▸ **WORK REQUIRED**
Count the lines in the records below that contain the string "crane", and reply with the number alone.
[START EXTRACTED INFORMATION]
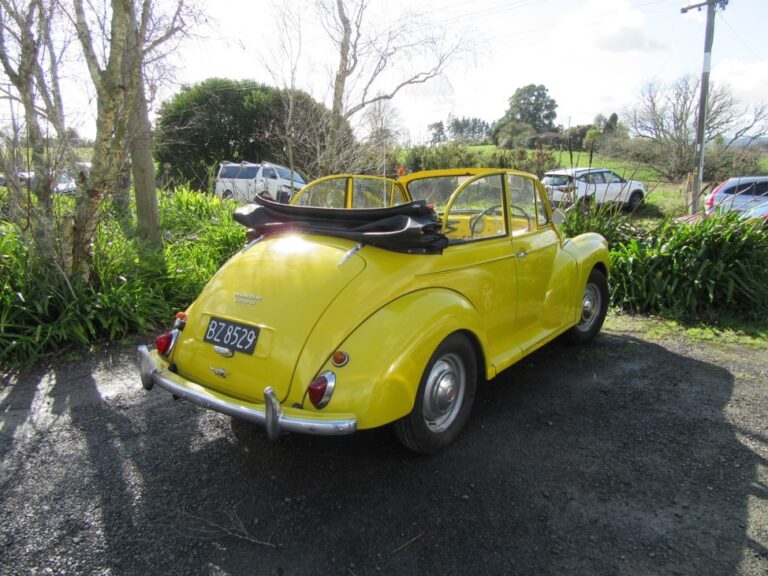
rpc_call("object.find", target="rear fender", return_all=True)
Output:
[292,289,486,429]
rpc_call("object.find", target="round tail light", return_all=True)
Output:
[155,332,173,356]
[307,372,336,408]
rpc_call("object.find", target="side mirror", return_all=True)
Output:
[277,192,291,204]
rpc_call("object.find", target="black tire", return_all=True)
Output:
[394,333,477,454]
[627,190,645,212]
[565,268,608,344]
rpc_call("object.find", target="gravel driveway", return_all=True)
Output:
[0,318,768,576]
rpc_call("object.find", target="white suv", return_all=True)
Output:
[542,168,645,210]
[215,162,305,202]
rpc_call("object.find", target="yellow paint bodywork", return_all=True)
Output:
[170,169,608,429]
[END EXTRACTED INFORMATION]
[START EXTRACTED INFORMATION]
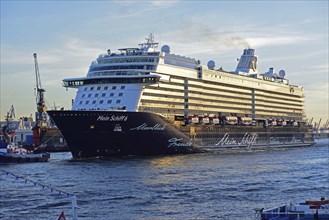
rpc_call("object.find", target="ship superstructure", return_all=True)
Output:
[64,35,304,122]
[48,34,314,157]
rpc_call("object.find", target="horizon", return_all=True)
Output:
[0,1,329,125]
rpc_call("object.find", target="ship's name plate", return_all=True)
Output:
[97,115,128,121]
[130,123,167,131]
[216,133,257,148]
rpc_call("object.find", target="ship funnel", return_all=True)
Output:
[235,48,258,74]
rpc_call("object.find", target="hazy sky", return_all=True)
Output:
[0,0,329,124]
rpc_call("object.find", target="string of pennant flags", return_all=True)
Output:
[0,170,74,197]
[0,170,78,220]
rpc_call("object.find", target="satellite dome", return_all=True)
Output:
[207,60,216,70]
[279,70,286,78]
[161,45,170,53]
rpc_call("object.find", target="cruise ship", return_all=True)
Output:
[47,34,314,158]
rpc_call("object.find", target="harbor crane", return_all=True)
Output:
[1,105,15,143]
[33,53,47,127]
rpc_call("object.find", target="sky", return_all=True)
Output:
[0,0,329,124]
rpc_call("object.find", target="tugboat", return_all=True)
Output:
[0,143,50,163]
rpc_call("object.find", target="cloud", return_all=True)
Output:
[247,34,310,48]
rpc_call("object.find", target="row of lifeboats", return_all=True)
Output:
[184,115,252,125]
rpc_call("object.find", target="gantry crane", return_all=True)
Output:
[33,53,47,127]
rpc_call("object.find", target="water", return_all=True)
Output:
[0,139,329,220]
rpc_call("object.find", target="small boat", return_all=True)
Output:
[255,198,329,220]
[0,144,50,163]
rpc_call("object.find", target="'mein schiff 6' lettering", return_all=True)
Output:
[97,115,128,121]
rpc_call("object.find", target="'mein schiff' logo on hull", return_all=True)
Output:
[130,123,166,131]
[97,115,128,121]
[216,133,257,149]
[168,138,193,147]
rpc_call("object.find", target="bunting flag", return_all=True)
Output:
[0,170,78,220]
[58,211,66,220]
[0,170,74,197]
[END EXTRACTED INFORMATION]
[START EXTRACTED INFORMATION]
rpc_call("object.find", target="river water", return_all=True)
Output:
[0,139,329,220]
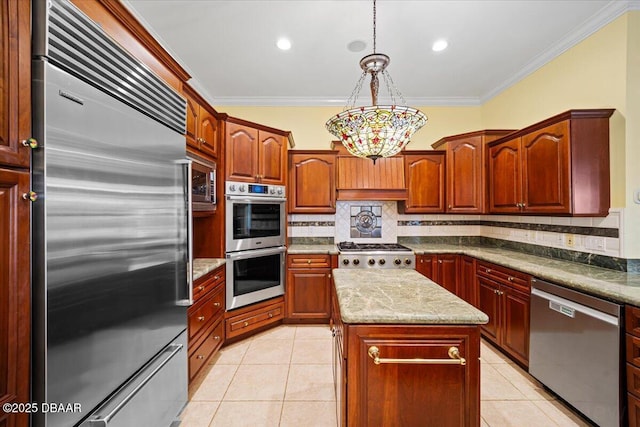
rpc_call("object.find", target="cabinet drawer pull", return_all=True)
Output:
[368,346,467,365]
[END EXTRACTED INFORMATION]
▸ **SOLUTION FOR THIS EXERCISE**
2